Dataset rows:
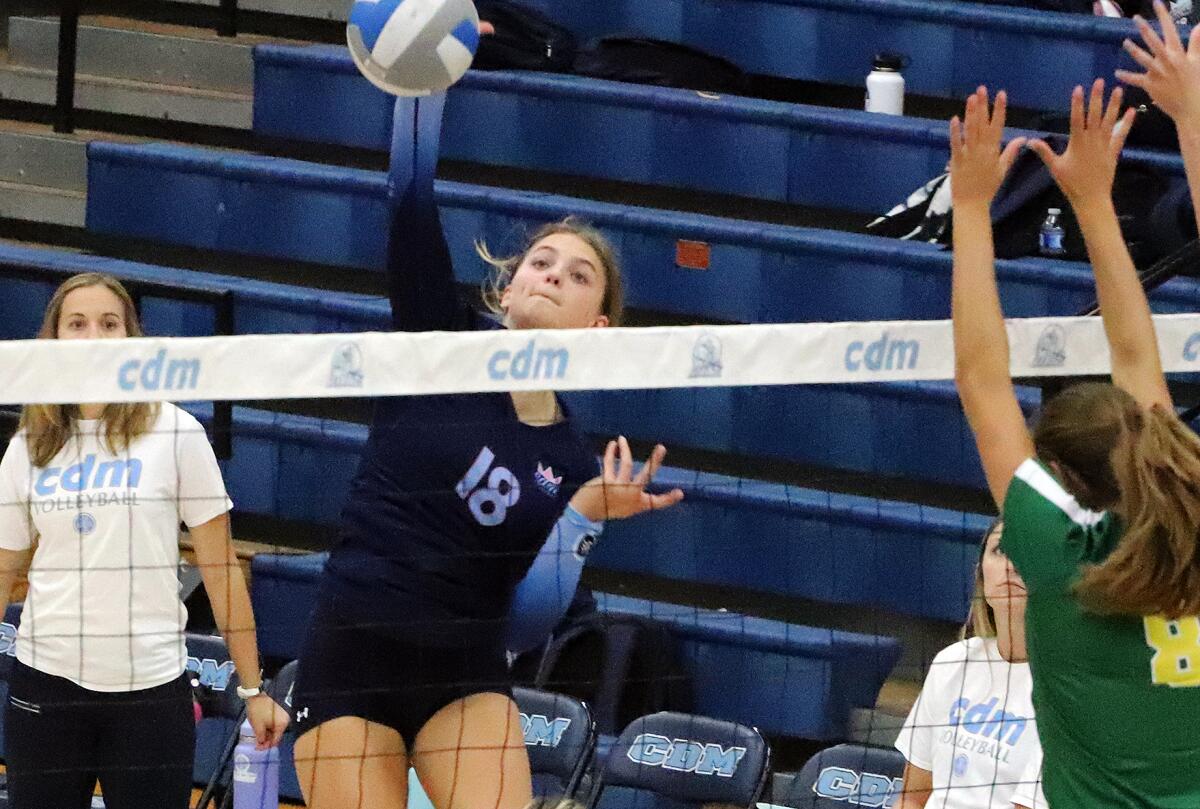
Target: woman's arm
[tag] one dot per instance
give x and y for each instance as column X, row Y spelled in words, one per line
column 918, row 785
column 981, row 341
column 12, row 565
column 420, row 274
column 1173, row 81
column 1085, row 173
column 229, row 598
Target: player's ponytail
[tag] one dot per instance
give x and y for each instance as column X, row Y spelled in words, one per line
column 1156, row 567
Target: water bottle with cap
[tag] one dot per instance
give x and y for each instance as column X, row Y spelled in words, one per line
column 1050, row 241
column 885, row 85
column 256, row 773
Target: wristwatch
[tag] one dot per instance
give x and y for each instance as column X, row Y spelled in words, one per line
column 246, row 693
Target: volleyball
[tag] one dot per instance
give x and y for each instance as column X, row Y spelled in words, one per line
column 413, row 47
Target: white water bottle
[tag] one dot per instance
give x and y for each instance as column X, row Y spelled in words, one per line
column 885, row 85
column 256, row 773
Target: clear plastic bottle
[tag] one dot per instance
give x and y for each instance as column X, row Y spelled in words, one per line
column 256, row 773
column 1050, row 241
column 885, row 85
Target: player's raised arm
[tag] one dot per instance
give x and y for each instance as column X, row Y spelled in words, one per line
column 981, row 341
column 1173, row 81
column 1085, row 173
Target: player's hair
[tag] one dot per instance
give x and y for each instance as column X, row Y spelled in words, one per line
column 1145, row 466
column 982, row 619
column 613, row 303
column 48, row 426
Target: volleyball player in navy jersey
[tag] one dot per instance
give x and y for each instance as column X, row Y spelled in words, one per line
column 406, row 658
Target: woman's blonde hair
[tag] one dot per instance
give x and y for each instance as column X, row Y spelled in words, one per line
column 1145, row 466
column 613, row 303
column 48, row 426
column 982, row 619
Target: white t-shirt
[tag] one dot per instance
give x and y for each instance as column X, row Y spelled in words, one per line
column 973, row 729
column 103, row 606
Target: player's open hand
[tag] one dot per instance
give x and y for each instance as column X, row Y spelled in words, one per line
column 618, row 492
column 1173, row 72
column 977, row 163
column 268, row 718
column 1086, row 169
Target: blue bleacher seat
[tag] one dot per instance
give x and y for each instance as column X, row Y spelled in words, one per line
column 7, row 654
column 791, row 153
column 846, row 774
column 335, row 215
column 559, row 737
column 215, row 682
column 683, row 761
column 785, row 678
column 954, row 47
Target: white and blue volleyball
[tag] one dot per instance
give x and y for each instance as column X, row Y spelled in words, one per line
column 413, row 47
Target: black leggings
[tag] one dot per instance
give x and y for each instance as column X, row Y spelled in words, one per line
column 61, row 737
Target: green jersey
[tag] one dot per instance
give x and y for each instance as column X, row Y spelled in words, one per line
column 1117, row 699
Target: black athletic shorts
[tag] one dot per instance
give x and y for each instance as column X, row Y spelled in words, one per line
column 349, row 671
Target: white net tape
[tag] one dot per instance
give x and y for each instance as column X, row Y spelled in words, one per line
column 375, row 364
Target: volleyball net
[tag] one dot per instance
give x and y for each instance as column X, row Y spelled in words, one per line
column 823, row 555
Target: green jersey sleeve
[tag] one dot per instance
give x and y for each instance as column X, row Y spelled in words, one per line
column 1047, row 532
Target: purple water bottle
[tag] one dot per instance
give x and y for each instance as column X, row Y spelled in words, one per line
column 256, row 773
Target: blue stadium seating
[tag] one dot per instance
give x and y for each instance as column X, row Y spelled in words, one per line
column 954, row 47
column 769, row 150
column 681, row 761
column 846, row 774
column 295, row 210
column 785, row 678
column 803, row 424
column 7, row 654
column 559, row 736
column 729, row 531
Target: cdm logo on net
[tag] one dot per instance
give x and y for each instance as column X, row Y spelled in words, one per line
column 532, row 361
column 160, row 372
column 883, row 354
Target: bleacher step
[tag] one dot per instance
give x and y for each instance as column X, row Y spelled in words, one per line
column 48, row 162
column 41, row 204
column 333, row 10
column 130, row 97
column 202, row 63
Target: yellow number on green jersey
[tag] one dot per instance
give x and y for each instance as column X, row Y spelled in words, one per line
column 1176, row 643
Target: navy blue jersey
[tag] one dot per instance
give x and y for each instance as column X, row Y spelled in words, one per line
column 455, row 495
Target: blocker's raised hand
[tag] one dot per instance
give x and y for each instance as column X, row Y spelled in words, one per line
column 1173, row 72
column 1087, row 167
column 618, row 492
column 977, row 163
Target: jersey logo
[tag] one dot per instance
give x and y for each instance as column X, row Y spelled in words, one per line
column 489, row 503
column 546, row 480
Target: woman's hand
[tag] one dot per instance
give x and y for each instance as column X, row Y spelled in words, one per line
column 268, row 718
column 1173, row 73
column 1086, row 169
column 977, row 163
column 618, row 492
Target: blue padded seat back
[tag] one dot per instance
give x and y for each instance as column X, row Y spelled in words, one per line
column 559, row 736
column 685, row 760
column 847, row 773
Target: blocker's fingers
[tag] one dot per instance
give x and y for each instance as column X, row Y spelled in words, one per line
column 1077, row 111
column 652, row 465
column 610, row 457
column 1096, row 105
column 625, row 472
column 1170, row 31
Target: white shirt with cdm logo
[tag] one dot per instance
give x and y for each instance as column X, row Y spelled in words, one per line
column 103, row 607
column 973, row 729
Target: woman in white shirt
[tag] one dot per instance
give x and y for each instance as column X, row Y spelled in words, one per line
column 971, row 741
column 91, row 497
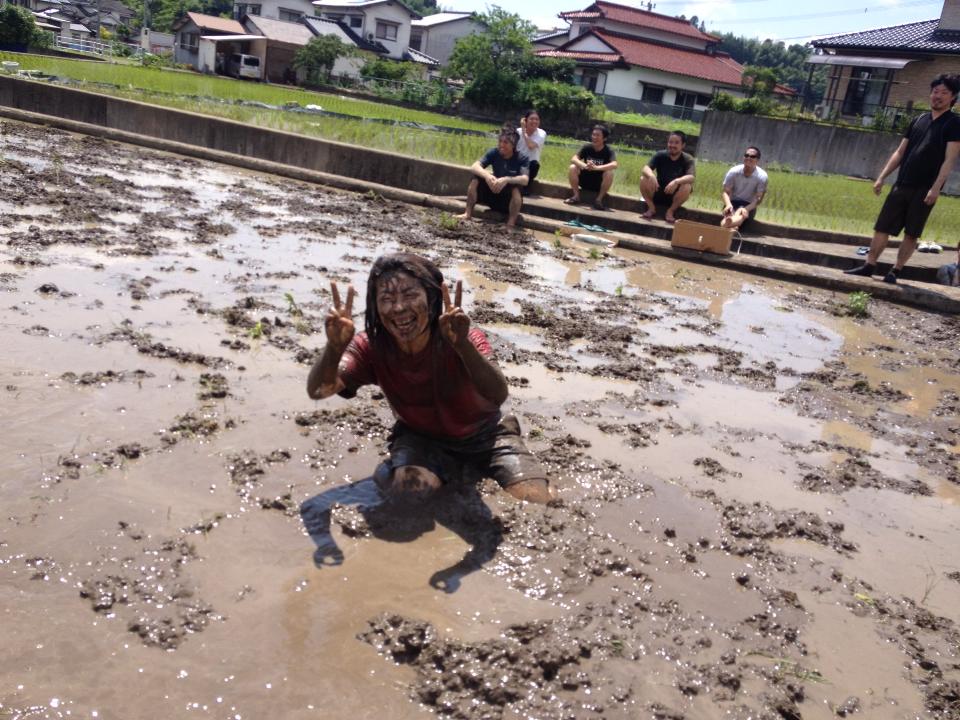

### EXERCISE DETAILS
Copy all of the data above line for line, changing nothing. Leave the pictures out of your copy.

### TASK ANSWER
Target: woman's arm
[tag] one dot per instance
give x and y for each instance as column X, row Y spelled in words, one per line
column 918, row 785
column 981, row 341
column 12, row 565
column 420, row 274
column 1173, row 81
column 1085, row 173
column 229, row 598
Target: player's ponytail
[tag] one dot per instance
give x and y for each instance as column X, row Y spelled in words, one per line
column 1156, row 567
Target: water bottle with cap
[tag] one dot per instance
give x and y for each instance as column X, row Y spelled in words, one per line
column 1050, row 241
column 885, row 85
column 256, row 773
Target: wristwatch
[tag] one dot per instance
give x and y for each instance as column X, row Y spelled in words, one per line
column 246, row 693
Target: volleyball
[tag] one dot per instance
give x and y for each instance as column X, row Y spelled in words, one per line
column 413, row 47
Target: white water bottle
[tag] one dot per instance
give x and y for each instance as column X, row Y spelled in words, one per line
column 885, row 85
column 256, row 773
Target: clear plastic bottle
[tag] one dot per instance
give x and y for each instance as column X, row Y spelled in words, one per line
column 256, row 773
column 1050, row 241
column 885, row 85
Target: player's raised arm
[tag] one dot per instance
give x and y for each instance as column X, row Y spelled in words, one per line
column 981, row 341
column 1173, row 81
column 1085, row 173
Target: player's hair
[tag] one dot per instance
give x and y for each instance as column X, row Y spelled in words, one per line
column 1145, row 466
column 982, row 619
column 613, row 303
column 48, row 426
Target: volleyball player in navy jersey
[tag] one dot per instance
give x and y for each instance as column X, row Y spelled in words, one per line
column 406, row 658
Target: woman's blonde hair
[tag] one dot per instance
give x and y for each instance as column X, row Y spelled in words, one per line
column 1145, row 466
column 613, row 303
column 48, row 426
column 982, row 619
Target: white t-shirt
[tag] one dot per instance
give x and y for each instance as column X, row Y spelled in words, one per line
column 973, row 729
column 103, row 606
Target: player's open hand
[tag] one dot per instance
give x and y for each instance as column X, row Y spelled in words, one per line
column 618, row 492
column 1173, row 72
column 977, row 163
column 268, row 718
column 1086, row 169
Target: blue bleacher seat
[tag] one dot per instance
give x and y for each instance as column X, row Y spelled in words, one per line
column 7, row 654
column 791, row 153
column 846, row 774
column 335, row 215
column 559, row 737
column 215, row 682
column 683, row 761
column 785, row 678
column 954, row 47
Target: white and blue volleyball
[tag] one dot per instance
give x and y for each instance as column X, row Y spelled in words, one per line
column 413, row 47
Target: black leggings
[tag] one dot per instance
give x and y for each instance as column X, row Y spelled in words, one per line
column 61, row 737
Target: green jersey
[tag] one dot per instance
give x and y for each instance as column X, row Y spelled in words, one per line
column 1117, row 699
Target: black athletic shorts
[tag] one dot per instance
give x and y for each instance as column X, row Y spelled in words, one per line
column 349, row 671
Target: white net tape
[tag] one dot per instance
give x and y for each instance as column X, row Y spelled in words, one per line
column 375, row 364
Target: volleyball net
[tag] one dot per instance
give x and y for each instance as column X, row Y spelled in words, one per line
column 823, row 555
Target: green jersey sleeve
[tag] one dot per instance
give x and y for each instance as column X, row Y spelled in words, one per line
column 1047, row 532
Target: purple water bottle
[tag] one dot per instance
give x and y for each instance as column X, row Y spelled in words, one per line
column 256, row 773
Target: blue stadium seating
[tag] one dot per instance
give x and y for each instance as column X, row Y spelled in words, one per line
column 954, row 47
column 769, row 150
column 681, row 761
column 846, row 774
column 295, row 210
column 785, row 678
column 803, row 424
column 7, row 654
column 559, row 736
column 729, row 531
Target: cdm logo on net
[tag] one dot per instance
give x and y for each instance as column X, row Y spelled in words, one per line
column 532, row 361
column 160, row 372
column 883, row 354
Target: bleacher step
[tag] one dot per instance
give x and y for each instance as column X, row Y spelled in words, one per line
column 48, row 162
column 41, row 204
column 333, row 10
column 130, row 97
column 202, row 63
Target: yellow number on green jersey
[tag] one dot per instance
give x and y for each instance as column X, row Y spelled in words, one per line
column 1176, row 643
Target: navy blue jersey
[tag] one dot per instance
give x and y for each instance as column X, row Y spelled in words, one per line
column 455, row 495
Target: blocker's raised hand
[tag] one dot per instance
give x and y for each instance as column X, row Y spelled in words, one per line
column 1173, row 72
column 1087, row 167
column 618, row 492
column 977, row 163
Target: jersey logo
[tag] one dot per instance
give x and y for each instance as column X, row Y spelled in words, one per line
column 489, row 503
column 546, row 480
Target: woman's hand
[tag] one dot per instance
give x and y for each instance as column X, row Y spelled in words, one per line
column 268, row 718
column 1173, row 73
column 1086, row 169
column 977, row 163
column 618, row 492
Target: blue padded seat back
[tag] one dot per instance
give x and y for each instance as column X, row Y spelled in words, one per line
column 559, row 736
column 685, row 760
column 847, row 773
Target: blocker's fingers
[tag] one dot per instance
give x and y for each instance as column X, row Y spelled in words, one per line
column 1077, row 111
column 652, row 465
column 610, row 457
column 1096, row 105
column 625, row 472
column 1170, row 31
Target: white shirt with cdm logo
[tag] one dot per instance
give x and y for each instance as column X, row Y spelled in words, one per line
column 103, row 607
column 973, row 729
Target: woman in white shirt
[tag] one dot per instance
give x and y for each instance as column X, row Y spelled in words, one per line
column 971, row 741
column 91, row 497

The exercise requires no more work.